Point annotations for photos:

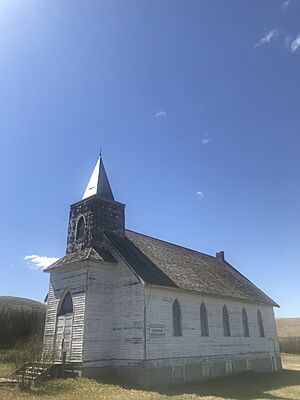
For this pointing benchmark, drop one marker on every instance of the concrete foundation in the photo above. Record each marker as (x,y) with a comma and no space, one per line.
(188,372)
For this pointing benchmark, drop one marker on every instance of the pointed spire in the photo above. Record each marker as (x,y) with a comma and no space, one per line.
(99,183)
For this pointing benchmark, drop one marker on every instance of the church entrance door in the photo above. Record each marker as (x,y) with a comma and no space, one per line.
(64,328)
(63,342)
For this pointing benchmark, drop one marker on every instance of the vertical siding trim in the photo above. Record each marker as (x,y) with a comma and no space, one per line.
(85,316)
(145,326)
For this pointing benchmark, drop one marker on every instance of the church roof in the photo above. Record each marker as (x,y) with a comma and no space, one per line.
(99,183)
(165,264)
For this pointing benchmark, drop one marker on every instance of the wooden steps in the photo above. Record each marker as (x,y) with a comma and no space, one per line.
(33,372)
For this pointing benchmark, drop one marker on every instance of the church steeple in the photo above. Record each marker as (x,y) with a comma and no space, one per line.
(95,214)
(99,183)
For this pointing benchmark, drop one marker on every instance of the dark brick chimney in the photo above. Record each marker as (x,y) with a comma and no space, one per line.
(100,215)
(220,255)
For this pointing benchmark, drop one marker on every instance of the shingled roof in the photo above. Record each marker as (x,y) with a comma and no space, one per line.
(166,264)
(87,254)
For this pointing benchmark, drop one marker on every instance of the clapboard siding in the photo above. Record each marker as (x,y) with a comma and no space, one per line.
(191,343)
(98,319)
(114,314)
(128,315)
(74,280)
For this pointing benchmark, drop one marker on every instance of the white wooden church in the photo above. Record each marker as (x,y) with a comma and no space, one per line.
(124,303)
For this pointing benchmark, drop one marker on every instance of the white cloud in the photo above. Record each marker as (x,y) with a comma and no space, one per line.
(295,44)
(284,5)
(160,114)
(266,39)
(206,139)
(36,262)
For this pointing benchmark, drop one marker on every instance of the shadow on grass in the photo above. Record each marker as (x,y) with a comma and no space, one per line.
(244,386)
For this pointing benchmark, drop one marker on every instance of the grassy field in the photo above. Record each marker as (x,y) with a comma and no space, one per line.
(288,327)
(284,385)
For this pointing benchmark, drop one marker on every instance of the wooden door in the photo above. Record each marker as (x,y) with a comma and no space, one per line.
(63,337)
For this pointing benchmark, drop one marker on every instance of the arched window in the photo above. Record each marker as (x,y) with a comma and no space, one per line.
(245,323)
(66,306)
(260,324)
(226,325)
(203,320)
(177,328)
(80,228)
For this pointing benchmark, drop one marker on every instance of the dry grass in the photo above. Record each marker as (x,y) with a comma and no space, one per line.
(288,327)
(284,385)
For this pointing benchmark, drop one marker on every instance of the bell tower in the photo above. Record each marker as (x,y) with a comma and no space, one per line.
(96,213)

**Requirement:** Could you write out again, in full, every line between the one holding "of the bell" and the last line, inclusive, adding -10 to each coordinate in the answers?

**Solution to this exercise:**
For this pointing benchmark, drop one marker on every instance of the bell tower in the photo above. Record each marker as (x,y) with a comma and no space, one per line.
(86,203)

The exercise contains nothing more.